Go through the material and pull out every line with the string "yellow" in it.

───── The records

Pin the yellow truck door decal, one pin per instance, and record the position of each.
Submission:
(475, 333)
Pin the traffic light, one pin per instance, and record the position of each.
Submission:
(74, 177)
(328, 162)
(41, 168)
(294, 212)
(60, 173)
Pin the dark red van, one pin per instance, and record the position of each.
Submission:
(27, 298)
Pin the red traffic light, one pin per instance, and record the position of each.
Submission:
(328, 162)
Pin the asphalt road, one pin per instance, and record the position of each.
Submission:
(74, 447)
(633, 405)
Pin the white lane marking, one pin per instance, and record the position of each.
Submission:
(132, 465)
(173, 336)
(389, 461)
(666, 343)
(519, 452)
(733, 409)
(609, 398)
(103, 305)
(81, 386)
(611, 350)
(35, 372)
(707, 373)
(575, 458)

──────────
───── The records

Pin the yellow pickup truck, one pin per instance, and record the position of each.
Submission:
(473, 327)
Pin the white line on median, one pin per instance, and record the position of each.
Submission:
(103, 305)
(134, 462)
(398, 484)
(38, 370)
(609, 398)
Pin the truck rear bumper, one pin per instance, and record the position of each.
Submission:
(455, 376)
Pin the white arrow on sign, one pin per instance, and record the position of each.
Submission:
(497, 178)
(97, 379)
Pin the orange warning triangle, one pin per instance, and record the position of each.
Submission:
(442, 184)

──────────

▶ _Solution_
Pin the yellow truck door decal, one pin per instance, and record the position of each.
Pin the yellow pickup truck, one pin per instance, and record the position of each.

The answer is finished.